### Exercise brief
From the Cadaver Society text, list every entrance to the underground passageways that it says is speculated or alleged.

### Page text
— begin —

The Cadaver Society is a secret society of students at Washington and Lee University in Lexington, Virginia, United States. The group's membership and organizational structure are unknown. Cadaver has been in continuous operation since its founding in 1957. The Cadavers have their symbol in many prominent places throughout the campus. In contrast with the non-secretive membership of the Sigma Society, the Cadaver Society is strictly anonymous.

Membership
Membership is speculated to consist of older students at the University. The criteria for membership remain largely unknown, but it has long been rumored that the society consists of pre-med majors with high grade point averages. Members have also been speculated to be leaders of Washington and Lee's athletic teams and fraternities.

The selection process is not well known, but the members pride themselves on donating large amounts of money to the University. In 1988, the society donated $150,000 to the renovation of the fraternity houses on campus.

Passageways
The society has long been rumored to have underground passageways spanning throughout the campus. It is rumored that members of the society use this as transportation to remain undetected by the rest of campus. One entrance to the tunnels has been speculated to be through a small door in the Leyburn Library.
In addition to the Leyburn entrance, there's also an alleged entrance in the basement of the Science Building through double doors that are usually locked. Another alleged entrance is through the manhole at the bottom of the hill near Leyburn Library.  There was another alleged entryway via a maintenance grate in front of the north entrance to Huntley Hall that has been locked. Allegedly when traversing the passages, there is graffiti from all manner of Washington and Lee Social Organizations visible along the tunnel and associated piping (ranging from the Cadaver and Sigma Societies to the Delta Sigma Theta sorority, Pi Kappa Alpha and Pi Kappa Phi fraternities and even university officials).

— end —

Stored data:
— begin —

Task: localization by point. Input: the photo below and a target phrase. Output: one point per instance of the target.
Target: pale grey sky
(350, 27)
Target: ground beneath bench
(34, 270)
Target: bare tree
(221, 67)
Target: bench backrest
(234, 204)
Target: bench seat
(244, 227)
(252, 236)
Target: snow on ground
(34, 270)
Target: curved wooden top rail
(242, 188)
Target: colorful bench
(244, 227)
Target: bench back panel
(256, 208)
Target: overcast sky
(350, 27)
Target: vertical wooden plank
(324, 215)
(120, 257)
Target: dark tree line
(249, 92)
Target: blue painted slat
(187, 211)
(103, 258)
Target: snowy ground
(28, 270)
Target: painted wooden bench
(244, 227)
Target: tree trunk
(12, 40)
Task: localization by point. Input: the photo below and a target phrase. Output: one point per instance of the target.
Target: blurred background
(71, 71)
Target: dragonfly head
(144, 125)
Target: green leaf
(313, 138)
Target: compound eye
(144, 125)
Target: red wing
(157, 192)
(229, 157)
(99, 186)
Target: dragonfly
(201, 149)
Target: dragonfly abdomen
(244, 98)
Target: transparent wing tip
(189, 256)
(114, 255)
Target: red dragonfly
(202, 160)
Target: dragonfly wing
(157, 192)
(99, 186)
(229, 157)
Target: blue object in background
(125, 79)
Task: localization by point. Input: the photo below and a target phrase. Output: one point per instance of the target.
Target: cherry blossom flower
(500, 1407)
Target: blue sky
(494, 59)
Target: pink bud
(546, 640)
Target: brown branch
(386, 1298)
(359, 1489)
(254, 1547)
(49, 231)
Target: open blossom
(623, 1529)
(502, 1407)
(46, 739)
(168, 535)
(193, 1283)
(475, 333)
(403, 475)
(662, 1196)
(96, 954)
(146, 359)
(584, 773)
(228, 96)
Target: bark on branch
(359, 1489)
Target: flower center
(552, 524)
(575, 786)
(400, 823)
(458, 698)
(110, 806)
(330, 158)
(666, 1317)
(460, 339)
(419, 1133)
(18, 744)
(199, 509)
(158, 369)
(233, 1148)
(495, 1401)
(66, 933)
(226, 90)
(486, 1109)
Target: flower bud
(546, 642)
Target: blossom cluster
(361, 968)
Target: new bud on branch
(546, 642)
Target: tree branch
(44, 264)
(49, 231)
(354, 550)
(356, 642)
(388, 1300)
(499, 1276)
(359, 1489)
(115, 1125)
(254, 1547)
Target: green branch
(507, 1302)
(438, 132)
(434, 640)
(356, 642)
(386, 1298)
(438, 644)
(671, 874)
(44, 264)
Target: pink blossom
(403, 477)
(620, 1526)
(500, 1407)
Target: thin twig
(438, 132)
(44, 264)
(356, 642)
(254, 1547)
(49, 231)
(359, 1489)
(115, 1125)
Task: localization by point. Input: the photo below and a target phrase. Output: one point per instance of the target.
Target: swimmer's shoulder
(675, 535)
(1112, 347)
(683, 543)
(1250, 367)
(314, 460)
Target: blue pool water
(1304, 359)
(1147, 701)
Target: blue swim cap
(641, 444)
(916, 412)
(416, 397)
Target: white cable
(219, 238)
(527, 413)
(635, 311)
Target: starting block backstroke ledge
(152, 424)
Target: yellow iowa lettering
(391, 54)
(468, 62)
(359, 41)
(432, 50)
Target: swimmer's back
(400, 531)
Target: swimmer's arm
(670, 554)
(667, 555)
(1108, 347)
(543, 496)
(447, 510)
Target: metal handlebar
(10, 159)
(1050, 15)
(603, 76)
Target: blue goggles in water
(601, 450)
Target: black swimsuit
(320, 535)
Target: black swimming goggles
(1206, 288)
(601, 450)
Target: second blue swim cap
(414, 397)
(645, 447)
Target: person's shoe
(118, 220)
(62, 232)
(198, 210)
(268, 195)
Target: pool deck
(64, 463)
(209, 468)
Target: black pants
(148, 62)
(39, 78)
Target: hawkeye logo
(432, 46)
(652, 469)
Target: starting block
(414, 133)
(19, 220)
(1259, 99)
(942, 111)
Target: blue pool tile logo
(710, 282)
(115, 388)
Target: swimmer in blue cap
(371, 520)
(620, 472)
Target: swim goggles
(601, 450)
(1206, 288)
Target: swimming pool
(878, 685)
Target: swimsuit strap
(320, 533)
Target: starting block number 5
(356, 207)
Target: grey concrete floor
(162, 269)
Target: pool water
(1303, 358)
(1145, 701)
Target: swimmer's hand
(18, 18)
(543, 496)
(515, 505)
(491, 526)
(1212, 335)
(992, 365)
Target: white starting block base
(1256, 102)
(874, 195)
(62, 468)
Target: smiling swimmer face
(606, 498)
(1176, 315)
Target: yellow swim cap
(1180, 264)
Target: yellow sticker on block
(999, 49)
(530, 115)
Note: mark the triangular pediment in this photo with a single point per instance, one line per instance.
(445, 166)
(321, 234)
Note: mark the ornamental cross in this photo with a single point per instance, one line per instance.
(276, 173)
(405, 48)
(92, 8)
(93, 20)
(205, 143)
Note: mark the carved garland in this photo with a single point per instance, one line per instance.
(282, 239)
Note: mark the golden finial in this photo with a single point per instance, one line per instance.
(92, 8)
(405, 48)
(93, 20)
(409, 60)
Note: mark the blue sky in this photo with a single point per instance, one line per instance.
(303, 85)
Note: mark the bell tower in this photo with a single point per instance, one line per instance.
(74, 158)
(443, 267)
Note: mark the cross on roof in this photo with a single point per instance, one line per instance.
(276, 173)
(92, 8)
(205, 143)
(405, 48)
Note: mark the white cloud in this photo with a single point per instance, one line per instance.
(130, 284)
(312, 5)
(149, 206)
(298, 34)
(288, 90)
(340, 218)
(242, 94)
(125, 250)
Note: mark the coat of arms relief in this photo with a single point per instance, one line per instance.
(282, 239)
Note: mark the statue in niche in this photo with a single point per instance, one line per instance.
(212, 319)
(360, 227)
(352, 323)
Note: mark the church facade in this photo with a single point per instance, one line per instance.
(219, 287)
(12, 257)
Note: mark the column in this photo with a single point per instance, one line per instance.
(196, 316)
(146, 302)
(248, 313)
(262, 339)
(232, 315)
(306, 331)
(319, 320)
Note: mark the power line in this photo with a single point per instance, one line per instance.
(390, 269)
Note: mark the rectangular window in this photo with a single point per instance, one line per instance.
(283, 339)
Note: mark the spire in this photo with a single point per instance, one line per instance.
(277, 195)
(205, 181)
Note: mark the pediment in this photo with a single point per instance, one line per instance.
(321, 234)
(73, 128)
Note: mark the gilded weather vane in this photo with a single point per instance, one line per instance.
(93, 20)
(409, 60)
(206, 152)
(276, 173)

— end —

### Answer to this problem
- A small door in the Leyburn Library
- Double doors, usually locked, in the basement of the Science Building
- The manhole at the bottom of the hill near Leyburn Library
- A maintenance grate, now locked, in front of the north entrance to Huntley Hall